[Data items]
╔══

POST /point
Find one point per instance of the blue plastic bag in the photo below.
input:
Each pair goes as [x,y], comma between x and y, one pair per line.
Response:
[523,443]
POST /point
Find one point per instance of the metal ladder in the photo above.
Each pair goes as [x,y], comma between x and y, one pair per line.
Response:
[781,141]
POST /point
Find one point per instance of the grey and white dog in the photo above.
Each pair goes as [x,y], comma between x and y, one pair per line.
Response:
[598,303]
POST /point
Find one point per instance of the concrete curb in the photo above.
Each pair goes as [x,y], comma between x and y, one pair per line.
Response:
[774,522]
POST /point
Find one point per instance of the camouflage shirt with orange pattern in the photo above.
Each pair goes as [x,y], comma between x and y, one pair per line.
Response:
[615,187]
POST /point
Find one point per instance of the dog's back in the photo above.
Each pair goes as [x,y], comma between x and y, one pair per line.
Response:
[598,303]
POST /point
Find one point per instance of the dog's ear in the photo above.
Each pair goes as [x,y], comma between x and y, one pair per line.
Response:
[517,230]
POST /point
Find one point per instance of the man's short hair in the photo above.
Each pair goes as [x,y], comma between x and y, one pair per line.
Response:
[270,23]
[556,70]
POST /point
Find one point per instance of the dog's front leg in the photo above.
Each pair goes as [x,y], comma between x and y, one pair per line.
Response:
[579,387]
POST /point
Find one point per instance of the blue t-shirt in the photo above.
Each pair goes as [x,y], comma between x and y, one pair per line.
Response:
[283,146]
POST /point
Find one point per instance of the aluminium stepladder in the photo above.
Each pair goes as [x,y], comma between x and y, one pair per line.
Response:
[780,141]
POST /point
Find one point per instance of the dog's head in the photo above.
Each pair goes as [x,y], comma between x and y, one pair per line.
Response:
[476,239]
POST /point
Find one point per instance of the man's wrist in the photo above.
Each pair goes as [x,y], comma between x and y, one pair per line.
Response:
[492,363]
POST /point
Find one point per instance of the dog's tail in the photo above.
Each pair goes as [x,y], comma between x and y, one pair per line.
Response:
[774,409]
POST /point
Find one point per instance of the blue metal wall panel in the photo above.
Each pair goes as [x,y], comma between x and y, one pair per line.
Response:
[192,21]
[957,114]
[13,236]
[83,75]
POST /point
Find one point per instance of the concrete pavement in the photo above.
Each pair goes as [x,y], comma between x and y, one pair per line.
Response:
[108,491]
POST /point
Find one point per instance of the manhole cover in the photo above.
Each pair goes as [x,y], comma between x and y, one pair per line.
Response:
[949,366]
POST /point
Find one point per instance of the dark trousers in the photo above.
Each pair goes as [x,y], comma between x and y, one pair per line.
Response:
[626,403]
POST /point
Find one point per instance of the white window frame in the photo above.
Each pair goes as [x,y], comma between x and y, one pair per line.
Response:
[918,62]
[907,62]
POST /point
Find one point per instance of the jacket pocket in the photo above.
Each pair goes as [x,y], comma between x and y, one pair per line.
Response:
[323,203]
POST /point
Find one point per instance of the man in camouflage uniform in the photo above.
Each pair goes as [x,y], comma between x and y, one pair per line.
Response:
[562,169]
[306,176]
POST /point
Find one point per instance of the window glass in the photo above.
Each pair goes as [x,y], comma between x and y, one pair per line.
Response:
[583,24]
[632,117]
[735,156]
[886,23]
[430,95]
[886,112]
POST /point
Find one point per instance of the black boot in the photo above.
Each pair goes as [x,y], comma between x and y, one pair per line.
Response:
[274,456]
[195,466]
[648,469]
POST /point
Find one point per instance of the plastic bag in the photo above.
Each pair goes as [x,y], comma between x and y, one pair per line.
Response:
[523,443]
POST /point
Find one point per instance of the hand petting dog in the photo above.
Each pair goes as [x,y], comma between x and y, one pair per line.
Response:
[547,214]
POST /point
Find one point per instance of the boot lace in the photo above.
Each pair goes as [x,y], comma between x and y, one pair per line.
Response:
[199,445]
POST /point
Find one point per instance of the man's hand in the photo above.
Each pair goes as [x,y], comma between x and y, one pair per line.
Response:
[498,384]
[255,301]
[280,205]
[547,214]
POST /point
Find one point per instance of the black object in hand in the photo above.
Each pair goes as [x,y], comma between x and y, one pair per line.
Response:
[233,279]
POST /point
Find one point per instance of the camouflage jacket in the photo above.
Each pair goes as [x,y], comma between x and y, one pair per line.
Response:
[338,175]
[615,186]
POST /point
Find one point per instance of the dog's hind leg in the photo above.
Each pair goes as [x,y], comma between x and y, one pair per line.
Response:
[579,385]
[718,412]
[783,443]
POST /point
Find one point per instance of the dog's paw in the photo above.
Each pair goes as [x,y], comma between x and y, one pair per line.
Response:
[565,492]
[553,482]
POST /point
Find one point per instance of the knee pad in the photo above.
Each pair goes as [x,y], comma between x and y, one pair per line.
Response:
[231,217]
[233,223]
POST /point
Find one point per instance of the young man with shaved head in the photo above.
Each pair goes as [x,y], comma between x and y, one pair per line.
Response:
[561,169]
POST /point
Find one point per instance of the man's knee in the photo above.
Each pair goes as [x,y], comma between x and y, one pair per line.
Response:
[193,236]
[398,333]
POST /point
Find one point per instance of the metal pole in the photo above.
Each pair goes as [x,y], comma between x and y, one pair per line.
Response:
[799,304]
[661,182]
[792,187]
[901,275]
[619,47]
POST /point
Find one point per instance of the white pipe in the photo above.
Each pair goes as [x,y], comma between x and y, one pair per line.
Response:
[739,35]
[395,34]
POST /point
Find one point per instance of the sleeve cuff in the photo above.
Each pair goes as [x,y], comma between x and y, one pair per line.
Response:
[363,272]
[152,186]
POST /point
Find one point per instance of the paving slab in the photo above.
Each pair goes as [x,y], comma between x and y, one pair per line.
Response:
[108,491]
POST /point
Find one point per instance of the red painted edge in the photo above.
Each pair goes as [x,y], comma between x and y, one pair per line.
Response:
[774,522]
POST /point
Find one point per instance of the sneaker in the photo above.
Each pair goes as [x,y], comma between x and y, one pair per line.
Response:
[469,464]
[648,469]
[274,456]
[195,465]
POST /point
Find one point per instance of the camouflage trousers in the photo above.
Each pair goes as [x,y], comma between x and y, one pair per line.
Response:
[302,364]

╚══

Count the lines in the records above that contain the string "hand", matching case exactly. Reply with the number only.

3